Task brief: Nothing below is to be printed except the lines between the line holding "Mark every instance of the yellow" and the line holding "Mark every instance of the red stem", inclusive, each exactly as it appears.

Data for this exercise:

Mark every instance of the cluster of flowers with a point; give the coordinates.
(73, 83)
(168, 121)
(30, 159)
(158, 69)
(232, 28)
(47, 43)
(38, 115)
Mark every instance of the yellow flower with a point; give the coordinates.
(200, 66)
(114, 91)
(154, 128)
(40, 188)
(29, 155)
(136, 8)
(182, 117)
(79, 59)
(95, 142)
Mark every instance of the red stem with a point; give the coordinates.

==

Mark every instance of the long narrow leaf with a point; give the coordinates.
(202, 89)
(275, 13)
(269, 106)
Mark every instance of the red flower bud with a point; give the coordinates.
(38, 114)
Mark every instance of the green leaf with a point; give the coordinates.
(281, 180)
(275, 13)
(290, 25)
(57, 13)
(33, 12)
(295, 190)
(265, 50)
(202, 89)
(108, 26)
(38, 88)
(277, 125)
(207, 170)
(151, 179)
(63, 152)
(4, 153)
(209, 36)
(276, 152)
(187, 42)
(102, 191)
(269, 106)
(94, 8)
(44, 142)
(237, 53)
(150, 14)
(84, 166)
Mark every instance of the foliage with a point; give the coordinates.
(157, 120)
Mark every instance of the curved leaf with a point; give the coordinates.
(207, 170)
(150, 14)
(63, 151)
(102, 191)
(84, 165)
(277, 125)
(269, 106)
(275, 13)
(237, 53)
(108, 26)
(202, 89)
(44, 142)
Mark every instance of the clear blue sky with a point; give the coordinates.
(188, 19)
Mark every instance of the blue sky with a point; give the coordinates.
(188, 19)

Exercise answer:
Mark every instance of the yellow flower with a point; give the coordinates.
(200, 66)
(114, 91)
(154, 128)
(40, 188)
(29, 155)
(136, 8)
(182, 117)
(79, 59)
(95, 142)
Mark every instance of the red stem with a point; give the coordinates.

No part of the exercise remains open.